## [GOAL]
Please find every line in the records below that contains the word "striped" and copy each of those lines.

## [THE INPUT]

*-*-*

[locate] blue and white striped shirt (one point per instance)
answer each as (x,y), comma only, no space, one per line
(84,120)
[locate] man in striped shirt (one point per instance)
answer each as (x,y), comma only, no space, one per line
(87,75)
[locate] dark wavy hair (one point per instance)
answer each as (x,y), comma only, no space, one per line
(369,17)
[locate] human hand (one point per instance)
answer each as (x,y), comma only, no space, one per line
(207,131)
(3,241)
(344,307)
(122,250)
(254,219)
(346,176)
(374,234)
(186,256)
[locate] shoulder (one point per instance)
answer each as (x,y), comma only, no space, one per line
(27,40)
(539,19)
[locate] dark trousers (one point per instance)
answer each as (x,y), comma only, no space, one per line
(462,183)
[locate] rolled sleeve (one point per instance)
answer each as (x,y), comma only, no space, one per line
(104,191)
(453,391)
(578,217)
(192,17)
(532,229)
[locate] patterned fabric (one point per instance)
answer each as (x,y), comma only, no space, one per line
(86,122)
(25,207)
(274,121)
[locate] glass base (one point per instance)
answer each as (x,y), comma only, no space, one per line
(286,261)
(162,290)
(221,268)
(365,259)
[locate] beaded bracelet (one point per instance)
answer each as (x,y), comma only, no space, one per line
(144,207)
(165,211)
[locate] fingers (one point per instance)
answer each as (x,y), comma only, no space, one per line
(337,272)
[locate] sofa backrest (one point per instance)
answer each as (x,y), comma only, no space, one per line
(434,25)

*-*-*

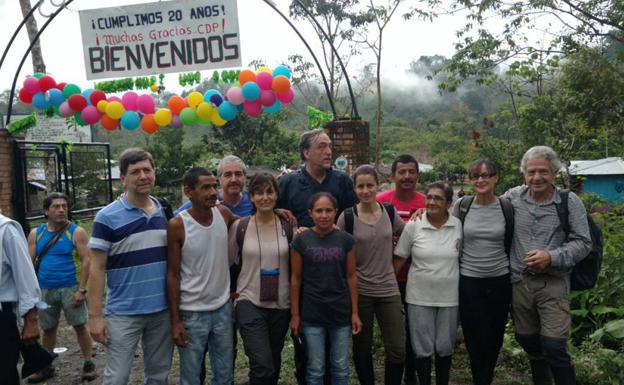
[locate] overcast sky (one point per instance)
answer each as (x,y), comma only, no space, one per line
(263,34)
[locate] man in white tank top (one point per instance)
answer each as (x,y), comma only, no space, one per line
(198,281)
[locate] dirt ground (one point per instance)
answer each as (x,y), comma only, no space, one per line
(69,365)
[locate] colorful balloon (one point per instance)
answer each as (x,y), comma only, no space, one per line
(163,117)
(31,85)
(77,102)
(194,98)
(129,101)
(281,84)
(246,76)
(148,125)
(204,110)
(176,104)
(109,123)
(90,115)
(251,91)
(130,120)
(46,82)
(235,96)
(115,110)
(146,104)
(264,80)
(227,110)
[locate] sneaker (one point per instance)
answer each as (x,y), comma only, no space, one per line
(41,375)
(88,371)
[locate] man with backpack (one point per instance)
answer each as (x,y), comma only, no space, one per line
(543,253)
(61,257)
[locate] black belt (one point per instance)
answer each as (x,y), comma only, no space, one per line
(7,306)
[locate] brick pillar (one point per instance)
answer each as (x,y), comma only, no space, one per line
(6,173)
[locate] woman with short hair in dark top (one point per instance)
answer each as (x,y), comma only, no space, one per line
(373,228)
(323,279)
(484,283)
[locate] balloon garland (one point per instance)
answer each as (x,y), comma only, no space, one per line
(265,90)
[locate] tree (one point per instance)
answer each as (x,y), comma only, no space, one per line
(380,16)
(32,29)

*-*-*

## [REPLY TO THE TASK]
[locate] blue and white striped shirt (one point per instance)
[locate] man in striped shirt (one point per instance)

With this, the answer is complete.